** STUDY TEXT follows **

Since the quarantine was lifted in 1969, Kenso has become one of the most well-traveled of the patients, and pennants from each of the cities he has visited paper the walls of his brightly painted house. He loves to talk about all the places he has been and the many important people he has met. He was able to fly to Denmark for the dedication of a memorial to Father Damien — one of the first and most devoted of the missionaries who worked with the patients until they lost their own lives to leprosy.

When I looked at the bright pennants, newspaper clippings, and photos on his living room walls, Kenso told me some of the great stories of Kalaupapa. He shook his head while remembering Christmas Eve in 1995 when former electrician and leprosy patient Norbert Vierra died and a malfunction that same night cause a blackout on the entire peninsula, including the Coast Gaurd’s lighthouse on the west shore. “Nobody knew how to fix anything, so we had a black Christmas!” he exclaimed, eyes sparkling with humor.

He told me of the changes that have taken place for the patients in the years since 1923 when he first came to Kalaupapa. He wanted me to understand that the patients don’t feel bitter or sorry for themselves. They have forged a sense of belonging in the community of their collective separation. They have dissolved the isolation which sent them there and make their separation a common bond between them. They have taken the discord of their once-tattered existence and built a harmonious life on and with the land. Once their prison, Kalaupapa is now the stage for their liberation from the harsh tragedy of their past. Because we chose to listen and accept, we were enfolded by their belonging, including in their ohana, and encompassed by their deep serenity.

Looking down at the settlement from Pala’au State Park at the top of the trail, where we waited for our ride back to the airport, I felt curiously as if I had not escaped a prison, but wrought one in my own heart, a prison where the unity of heart and ‘aina, the beauty in separation, the loneliness, dignity, and aloha implicit in the spirit of Kalaupapa were to be locked in the remembrance and held closely. The land of separation gave life to the unity of our group and gave meaning to the loneliness deep in each of our souls.

Below me, I saw the buildings of the settlement clustered along the east shore of the peninsula and realized that the Kalaupapa I had just come to know would soon be no more. Just as upon the death of the last patient, the settlement will become a tourist park and cease to function as it has, the land itself is slowly erasing the signs of a disappearing civilization — closing the separating gap caused by human presence there. Vegetation is swiftly repossessing the land around buildings fallen into disuse. The objects — chairs, clothes, utensils, and old cars — left behind by those who have escaped the prisons of their disfigured bodies, have rusted and deteriorated so they are nearly indiscernible from the pebbles of the shoreline. Nature seems eager to reclaim what was once hers before the settlement has even finished its sad history. In the melody of the surf caressing the stones of the beach and the whispering of the leaves outside the windows of the Quonset hut lies the secret rhythm of Kalaupapa — the pathos of ages past and the peace purchased of separation.

** End of STUDY TEXT **
** EXTRACTED DATA follows **

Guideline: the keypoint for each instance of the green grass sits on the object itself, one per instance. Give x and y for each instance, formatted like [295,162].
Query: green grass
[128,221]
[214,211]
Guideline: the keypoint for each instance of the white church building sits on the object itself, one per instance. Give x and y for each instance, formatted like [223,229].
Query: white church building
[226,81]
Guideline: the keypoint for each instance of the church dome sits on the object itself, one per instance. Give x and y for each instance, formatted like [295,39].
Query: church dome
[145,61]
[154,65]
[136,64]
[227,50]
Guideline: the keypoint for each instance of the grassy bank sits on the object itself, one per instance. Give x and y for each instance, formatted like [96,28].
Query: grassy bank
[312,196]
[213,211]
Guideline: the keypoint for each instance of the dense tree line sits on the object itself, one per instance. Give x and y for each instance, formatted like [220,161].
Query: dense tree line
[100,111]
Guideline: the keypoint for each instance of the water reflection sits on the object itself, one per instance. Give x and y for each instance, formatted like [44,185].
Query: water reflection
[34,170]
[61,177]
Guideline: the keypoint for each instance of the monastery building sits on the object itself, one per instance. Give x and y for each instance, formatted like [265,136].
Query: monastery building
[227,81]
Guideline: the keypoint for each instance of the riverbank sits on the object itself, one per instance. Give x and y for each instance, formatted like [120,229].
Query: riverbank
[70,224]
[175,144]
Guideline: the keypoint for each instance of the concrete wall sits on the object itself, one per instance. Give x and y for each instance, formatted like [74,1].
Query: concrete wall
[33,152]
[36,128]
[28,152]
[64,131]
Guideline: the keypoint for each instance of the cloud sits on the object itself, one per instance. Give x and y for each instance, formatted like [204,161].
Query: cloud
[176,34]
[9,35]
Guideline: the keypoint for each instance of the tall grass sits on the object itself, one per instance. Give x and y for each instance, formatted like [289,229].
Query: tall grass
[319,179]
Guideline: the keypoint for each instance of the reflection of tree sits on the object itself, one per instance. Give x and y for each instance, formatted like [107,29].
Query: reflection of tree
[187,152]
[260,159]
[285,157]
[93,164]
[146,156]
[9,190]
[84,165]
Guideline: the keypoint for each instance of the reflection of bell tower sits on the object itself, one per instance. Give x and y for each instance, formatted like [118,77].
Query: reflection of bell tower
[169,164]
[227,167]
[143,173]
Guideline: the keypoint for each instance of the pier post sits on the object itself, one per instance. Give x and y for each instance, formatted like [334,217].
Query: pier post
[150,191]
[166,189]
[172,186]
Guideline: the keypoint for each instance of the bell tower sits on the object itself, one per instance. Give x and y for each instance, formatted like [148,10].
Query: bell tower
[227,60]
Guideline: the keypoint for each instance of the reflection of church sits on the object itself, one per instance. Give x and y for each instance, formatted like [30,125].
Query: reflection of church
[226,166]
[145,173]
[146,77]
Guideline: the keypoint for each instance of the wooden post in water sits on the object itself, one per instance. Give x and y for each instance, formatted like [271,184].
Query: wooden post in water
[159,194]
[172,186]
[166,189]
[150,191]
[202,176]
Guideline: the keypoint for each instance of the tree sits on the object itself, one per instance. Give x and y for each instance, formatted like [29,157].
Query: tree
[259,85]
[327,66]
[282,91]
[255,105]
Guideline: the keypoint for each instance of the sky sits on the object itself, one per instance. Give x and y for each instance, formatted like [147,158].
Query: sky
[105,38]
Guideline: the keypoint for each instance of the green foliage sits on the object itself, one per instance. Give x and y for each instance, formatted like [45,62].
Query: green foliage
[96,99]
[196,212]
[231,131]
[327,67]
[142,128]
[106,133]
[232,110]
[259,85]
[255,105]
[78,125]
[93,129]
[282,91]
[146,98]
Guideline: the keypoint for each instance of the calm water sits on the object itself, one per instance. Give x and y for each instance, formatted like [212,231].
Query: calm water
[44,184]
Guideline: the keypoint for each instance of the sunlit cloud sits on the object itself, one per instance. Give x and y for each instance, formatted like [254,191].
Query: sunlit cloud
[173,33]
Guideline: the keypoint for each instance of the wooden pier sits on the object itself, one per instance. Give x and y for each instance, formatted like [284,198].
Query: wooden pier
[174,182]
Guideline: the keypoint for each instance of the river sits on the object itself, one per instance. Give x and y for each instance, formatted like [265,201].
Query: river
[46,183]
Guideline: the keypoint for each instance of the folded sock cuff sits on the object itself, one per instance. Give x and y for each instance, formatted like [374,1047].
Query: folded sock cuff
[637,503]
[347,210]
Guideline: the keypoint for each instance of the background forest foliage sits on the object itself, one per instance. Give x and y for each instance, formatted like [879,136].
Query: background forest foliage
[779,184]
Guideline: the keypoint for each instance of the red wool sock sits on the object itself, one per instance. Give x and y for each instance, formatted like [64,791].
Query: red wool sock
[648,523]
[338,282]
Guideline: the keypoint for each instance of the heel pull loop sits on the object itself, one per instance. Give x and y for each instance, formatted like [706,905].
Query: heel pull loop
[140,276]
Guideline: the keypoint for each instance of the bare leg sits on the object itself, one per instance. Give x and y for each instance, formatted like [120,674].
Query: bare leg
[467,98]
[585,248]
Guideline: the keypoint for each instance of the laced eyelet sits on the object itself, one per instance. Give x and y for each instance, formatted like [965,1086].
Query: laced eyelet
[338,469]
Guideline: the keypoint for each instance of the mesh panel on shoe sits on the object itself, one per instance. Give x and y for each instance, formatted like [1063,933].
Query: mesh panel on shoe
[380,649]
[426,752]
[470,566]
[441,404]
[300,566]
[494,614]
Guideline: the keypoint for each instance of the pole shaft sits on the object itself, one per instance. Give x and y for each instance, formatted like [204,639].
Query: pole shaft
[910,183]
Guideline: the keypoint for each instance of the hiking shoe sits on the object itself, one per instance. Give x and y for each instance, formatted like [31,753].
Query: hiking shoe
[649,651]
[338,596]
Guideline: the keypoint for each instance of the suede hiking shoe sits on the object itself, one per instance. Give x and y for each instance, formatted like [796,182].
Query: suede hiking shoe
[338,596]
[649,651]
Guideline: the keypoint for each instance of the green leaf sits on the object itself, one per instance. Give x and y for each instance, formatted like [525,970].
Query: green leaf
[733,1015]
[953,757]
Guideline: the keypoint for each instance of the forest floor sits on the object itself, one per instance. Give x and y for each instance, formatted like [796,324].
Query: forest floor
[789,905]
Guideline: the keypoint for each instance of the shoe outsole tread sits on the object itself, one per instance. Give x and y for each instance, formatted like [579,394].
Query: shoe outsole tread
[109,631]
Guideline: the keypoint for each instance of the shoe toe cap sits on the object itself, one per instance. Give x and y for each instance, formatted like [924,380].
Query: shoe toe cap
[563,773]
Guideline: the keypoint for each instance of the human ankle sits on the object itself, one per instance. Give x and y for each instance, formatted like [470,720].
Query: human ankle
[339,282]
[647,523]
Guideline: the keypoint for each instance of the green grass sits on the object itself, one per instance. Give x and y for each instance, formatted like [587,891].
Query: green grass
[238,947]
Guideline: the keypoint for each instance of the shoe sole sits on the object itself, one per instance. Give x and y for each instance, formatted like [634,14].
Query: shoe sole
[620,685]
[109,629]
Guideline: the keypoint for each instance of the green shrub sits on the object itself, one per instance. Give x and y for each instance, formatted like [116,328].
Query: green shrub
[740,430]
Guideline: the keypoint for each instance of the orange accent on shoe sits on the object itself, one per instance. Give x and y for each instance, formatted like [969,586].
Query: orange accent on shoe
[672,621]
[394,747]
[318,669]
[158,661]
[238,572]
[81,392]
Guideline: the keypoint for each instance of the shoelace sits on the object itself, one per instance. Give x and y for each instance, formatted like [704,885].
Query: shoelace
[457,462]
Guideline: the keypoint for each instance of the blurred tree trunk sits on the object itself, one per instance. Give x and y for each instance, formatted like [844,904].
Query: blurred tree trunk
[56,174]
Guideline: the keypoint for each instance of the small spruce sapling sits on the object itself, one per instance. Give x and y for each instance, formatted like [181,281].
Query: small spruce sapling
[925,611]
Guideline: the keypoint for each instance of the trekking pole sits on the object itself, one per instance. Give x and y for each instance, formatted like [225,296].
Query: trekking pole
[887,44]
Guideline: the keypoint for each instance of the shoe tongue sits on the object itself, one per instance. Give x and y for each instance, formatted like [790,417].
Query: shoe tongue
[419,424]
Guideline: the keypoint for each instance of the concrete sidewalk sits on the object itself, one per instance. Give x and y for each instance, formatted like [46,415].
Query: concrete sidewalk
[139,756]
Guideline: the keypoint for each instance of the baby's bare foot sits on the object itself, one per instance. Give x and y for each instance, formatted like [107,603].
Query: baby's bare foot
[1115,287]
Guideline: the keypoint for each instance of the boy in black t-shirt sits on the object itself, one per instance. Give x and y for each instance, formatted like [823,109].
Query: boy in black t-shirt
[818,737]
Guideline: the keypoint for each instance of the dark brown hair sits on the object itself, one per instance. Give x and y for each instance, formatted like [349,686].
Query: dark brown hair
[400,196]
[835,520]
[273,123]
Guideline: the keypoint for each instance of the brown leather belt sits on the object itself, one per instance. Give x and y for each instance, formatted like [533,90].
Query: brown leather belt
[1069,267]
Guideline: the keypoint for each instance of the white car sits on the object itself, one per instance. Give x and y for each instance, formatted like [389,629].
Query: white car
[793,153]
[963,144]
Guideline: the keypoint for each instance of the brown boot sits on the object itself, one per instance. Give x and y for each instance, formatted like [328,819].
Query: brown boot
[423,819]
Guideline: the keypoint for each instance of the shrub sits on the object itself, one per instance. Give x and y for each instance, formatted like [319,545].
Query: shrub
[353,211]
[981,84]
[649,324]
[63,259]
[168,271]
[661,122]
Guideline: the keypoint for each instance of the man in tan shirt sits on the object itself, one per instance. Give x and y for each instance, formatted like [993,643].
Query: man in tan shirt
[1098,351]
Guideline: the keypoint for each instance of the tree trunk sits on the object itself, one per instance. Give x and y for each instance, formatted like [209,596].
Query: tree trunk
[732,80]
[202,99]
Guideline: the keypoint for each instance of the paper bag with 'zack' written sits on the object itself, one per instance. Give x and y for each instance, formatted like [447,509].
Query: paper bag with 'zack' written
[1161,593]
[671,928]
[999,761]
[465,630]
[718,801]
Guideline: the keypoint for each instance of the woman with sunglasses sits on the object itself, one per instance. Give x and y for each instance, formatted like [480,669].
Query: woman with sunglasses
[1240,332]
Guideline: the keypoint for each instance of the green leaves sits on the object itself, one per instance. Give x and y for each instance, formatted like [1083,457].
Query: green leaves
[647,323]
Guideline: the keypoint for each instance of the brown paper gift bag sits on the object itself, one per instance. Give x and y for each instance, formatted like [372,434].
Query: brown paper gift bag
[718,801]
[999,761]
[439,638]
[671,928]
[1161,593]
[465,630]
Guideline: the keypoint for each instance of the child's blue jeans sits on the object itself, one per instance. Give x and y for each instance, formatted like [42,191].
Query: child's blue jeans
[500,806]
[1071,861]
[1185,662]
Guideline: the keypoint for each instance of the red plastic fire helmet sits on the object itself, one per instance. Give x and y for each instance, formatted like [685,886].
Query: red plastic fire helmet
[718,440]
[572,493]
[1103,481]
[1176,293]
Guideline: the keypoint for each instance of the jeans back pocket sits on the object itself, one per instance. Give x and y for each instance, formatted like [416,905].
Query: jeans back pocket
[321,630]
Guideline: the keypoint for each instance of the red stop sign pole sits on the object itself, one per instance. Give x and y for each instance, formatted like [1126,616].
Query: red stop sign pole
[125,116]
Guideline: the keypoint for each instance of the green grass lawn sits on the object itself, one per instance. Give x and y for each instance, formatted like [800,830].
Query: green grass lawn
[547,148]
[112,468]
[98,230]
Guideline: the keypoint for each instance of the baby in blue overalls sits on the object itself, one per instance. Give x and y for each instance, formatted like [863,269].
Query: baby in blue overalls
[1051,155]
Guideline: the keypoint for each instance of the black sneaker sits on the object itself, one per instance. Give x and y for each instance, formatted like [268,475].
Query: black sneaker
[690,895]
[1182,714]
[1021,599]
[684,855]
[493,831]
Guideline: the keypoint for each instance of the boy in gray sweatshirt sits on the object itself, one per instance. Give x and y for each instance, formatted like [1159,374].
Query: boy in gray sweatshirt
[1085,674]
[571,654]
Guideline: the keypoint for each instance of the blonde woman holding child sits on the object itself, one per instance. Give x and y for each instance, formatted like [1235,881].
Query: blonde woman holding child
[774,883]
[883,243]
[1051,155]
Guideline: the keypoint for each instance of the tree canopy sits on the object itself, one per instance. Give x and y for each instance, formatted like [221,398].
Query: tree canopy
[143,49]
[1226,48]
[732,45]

** End of EXTRACTED DATA **

WORK ITEM
Please give the year Kenso first came to Kalaupapa, according to the Kalaupapa text.

RESPONSE TO THIS TASK
1923